WRITTEN EXERCISE:
Copy the data below verbatim, from its first line through the line containing "<point>673,225</point>", inclusive. Leave the pictures out of the copy.

Object position labeling data:
::::

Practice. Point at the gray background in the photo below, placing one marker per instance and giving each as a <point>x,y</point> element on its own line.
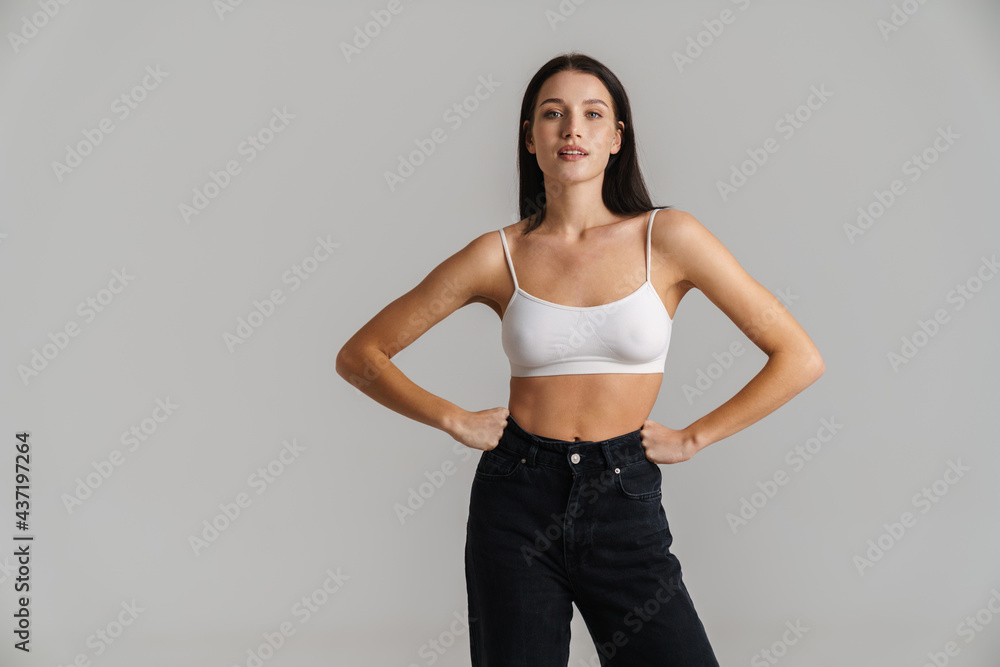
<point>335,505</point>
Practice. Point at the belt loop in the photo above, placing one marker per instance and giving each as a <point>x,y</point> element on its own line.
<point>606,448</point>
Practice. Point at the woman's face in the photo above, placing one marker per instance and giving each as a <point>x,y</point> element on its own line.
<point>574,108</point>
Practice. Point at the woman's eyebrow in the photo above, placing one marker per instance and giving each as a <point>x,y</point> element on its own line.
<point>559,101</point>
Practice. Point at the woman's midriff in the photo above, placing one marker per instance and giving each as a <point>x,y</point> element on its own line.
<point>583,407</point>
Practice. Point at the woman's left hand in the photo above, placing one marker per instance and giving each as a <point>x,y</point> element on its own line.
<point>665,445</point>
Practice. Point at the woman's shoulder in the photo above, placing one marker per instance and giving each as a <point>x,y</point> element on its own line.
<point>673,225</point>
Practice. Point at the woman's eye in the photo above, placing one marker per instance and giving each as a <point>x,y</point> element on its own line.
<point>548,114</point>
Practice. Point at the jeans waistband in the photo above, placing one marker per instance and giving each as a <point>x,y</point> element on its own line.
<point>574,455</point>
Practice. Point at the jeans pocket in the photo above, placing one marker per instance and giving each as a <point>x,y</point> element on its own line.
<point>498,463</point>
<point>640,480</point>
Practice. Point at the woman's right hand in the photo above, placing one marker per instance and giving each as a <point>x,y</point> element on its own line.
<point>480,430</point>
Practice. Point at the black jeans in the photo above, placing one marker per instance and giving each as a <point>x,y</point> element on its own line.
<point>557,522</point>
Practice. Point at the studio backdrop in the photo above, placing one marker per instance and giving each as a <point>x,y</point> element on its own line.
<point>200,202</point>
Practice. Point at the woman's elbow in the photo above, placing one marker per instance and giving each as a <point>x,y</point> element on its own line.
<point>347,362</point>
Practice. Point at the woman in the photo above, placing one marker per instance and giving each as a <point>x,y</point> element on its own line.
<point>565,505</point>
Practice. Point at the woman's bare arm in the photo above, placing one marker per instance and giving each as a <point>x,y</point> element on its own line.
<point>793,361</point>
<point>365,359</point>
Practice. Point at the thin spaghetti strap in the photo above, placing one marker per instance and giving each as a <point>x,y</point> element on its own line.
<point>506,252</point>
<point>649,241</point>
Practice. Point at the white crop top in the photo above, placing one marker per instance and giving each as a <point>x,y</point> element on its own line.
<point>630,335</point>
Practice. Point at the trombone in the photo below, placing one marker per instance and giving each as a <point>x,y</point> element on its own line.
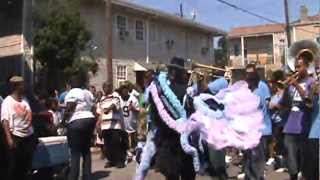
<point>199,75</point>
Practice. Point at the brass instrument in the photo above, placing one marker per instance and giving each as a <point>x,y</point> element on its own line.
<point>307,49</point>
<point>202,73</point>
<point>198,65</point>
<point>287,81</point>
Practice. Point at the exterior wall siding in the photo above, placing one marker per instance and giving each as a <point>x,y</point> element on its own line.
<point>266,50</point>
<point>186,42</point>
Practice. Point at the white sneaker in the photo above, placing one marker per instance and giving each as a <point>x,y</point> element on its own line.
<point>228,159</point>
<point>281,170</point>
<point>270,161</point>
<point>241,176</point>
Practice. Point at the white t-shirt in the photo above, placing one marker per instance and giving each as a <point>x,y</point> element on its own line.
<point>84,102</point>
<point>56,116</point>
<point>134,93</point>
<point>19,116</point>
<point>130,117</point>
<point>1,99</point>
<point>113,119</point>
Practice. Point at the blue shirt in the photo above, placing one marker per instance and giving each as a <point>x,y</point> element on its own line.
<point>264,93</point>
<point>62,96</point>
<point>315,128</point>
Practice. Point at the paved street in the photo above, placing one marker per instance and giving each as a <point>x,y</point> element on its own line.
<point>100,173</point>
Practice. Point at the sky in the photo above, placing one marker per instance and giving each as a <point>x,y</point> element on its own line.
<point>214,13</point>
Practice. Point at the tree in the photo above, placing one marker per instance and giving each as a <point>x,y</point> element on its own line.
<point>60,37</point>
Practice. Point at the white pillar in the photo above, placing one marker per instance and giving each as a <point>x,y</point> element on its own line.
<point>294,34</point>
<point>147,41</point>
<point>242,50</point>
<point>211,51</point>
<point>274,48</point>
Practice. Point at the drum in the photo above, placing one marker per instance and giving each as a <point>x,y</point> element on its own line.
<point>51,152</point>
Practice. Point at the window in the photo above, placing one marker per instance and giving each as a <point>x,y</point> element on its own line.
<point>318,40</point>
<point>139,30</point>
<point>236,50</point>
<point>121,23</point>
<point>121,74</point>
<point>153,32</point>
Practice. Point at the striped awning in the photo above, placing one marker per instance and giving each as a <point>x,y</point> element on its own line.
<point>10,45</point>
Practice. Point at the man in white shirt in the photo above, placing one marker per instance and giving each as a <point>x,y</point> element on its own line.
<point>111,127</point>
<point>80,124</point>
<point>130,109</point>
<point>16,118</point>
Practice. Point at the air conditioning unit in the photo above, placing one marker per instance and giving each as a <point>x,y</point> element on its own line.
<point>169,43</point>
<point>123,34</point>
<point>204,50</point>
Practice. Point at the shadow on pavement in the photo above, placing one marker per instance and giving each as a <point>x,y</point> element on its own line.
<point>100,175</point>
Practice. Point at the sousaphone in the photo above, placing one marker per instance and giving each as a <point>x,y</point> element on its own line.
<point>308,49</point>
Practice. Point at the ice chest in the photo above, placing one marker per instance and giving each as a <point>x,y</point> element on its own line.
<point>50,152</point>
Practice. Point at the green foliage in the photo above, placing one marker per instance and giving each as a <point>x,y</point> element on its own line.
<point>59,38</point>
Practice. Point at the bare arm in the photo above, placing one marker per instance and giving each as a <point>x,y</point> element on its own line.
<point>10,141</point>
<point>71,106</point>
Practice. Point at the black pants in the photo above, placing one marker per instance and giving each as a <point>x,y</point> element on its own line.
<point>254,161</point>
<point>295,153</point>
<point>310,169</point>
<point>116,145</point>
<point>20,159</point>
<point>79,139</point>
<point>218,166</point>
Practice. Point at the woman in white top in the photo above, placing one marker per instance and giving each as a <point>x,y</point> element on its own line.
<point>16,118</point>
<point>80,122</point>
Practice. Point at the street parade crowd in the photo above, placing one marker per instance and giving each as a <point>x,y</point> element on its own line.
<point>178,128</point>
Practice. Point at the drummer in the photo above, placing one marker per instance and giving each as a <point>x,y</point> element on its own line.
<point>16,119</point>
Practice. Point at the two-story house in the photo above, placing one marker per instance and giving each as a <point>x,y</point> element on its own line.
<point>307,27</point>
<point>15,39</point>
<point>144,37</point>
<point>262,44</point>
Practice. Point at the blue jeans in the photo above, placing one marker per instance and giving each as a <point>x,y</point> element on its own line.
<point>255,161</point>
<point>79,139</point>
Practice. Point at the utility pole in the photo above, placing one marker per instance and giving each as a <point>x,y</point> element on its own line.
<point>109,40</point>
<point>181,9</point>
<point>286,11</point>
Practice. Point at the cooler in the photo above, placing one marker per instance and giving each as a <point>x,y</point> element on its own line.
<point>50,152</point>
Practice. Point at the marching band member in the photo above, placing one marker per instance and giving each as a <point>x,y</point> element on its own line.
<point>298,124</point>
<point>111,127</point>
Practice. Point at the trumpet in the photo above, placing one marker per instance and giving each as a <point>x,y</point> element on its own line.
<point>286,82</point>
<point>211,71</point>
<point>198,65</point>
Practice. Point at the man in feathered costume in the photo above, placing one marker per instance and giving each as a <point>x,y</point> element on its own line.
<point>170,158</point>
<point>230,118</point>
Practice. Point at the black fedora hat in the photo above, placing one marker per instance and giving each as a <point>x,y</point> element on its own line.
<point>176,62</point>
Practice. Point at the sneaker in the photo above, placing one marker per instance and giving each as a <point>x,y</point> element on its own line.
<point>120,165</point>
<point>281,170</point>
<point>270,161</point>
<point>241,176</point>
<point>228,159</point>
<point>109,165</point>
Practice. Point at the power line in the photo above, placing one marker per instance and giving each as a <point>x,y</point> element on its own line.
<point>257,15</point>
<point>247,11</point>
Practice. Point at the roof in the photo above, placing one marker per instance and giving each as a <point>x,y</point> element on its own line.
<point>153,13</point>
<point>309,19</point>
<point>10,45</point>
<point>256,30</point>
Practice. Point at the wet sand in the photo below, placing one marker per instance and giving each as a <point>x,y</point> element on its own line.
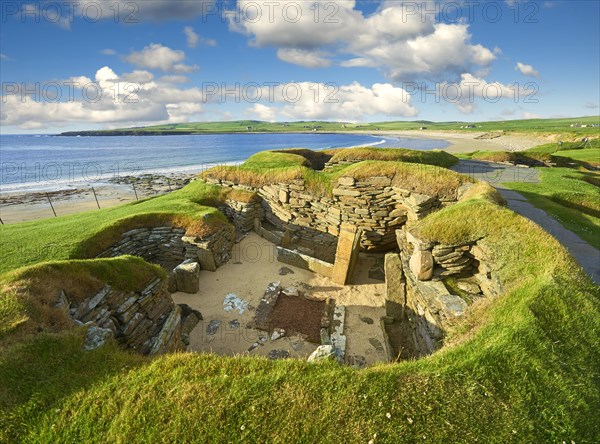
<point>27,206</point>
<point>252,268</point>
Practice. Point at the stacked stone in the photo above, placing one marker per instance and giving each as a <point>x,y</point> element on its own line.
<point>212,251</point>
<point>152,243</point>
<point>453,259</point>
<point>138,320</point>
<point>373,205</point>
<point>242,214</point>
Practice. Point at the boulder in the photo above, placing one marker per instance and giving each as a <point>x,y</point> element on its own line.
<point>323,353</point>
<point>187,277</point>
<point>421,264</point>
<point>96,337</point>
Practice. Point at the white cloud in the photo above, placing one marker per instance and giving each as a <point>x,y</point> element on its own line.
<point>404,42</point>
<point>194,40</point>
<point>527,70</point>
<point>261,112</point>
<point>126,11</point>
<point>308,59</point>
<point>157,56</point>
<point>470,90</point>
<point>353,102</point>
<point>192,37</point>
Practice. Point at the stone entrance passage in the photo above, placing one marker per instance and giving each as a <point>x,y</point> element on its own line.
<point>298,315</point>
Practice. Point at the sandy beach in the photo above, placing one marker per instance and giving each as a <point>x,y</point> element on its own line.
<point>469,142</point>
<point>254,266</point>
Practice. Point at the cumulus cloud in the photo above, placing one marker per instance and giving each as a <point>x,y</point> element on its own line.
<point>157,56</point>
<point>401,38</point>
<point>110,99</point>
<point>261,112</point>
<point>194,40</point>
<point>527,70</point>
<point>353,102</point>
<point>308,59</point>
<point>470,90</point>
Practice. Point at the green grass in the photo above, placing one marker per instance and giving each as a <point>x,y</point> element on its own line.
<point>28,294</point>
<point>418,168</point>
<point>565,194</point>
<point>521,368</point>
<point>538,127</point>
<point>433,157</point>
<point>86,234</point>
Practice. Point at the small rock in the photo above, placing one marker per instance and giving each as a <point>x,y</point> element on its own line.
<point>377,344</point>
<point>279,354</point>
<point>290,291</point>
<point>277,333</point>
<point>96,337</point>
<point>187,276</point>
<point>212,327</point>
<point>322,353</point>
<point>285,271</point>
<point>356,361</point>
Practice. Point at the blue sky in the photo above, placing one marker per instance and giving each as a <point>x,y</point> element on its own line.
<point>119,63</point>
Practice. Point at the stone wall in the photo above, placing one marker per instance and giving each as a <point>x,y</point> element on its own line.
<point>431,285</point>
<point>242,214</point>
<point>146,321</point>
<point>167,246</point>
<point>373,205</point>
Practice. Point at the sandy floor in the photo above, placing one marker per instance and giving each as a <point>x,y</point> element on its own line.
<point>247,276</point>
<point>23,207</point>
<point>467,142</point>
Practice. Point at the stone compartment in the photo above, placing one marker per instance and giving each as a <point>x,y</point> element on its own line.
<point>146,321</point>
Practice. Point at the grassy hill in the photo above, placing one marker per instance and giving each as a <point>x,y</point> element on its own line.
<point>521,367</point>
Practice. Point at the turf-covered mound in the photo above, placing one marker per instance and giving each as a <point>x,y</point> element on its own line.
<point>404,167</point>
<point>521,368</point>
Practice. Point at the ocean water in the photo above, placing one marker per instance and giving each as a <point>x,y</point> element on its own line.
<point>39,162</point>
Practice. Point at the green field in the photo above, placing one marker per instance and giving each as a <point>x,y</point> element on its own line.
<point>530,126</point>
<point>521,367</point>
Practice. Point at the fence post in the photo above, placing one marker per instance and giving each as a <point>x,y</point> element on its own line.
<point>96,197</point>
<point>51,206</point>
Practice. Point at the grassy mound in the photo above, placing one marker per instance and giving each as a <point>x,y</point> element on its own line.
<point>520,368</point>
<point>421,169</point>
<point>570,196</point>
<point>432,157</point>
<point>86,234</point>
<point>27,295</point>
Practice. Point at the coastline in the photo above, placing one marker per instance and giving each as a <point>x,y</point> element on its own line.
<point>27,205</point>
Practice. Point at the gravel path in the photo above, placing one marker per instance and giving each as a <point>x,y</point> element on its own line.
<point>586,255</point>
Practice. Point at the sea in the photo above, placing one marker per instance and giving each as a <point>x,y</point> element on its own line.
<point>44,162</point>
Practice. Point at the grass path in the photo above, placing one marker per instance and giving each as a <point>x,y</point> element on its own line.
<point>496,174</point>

::::

THE COMPLETED TASK:
Practice. Point at the gray background in the photo below, placing one marker per instance and giving each as a <point>x,y</point> element on its own line.
<point>335,505</point>
Practice. Point at the belt loop in the photo above, placing one marker per instance and giving each as a <point>x,y</point> element on its own line.
<point>606,448</point>
Practice. Point at the woman's face in the photo above, placing one marker per instance and giving each as a <point>x,y</point> element on its own line.
<point>574,108</point>
Practice. Point at the woman's eyebrow in the photo above, placing one marker per instance and giving each as a <point>x,y</point> element on its own line.
<point>559,101</point>
Practice. Point at the woman's midriff in the photo above, placing one marker per instance and giving each as a <point>x,y</point> element on its own line.
<point>583,407</point>
Practice. Point at the woman's left hand in the photo above, placing one marker per instance and giving each as a <point>x,y</point> element on its own line.
<point>665,445</point>
Practice. Point at the woman's shoulder in the photo above, placing one marker per instance and giving each as a <point>x,y</point> element on its own line.
<point>673,225</point>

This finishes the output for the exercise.